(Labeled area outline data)
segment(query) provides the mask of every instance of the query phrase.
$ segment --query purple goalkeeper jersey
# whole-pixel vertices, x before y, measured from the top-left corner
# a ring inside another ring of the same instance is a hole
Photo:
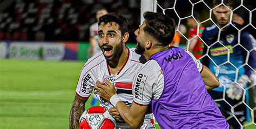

What the task asks> Rewrite the data above, replacing "jersey" with "shirt" and keeping everything else unchanged. Omit the pictures from your answer.

Result of this exercise>
segment(query) provides the mask of every instance of the query phrase.
$ segment --query purple goalkeeper shirt
# whole-pixel vertices, x before y, measured from the top-left corner
# a ring inside another ring of the same instance is a hole
Photo:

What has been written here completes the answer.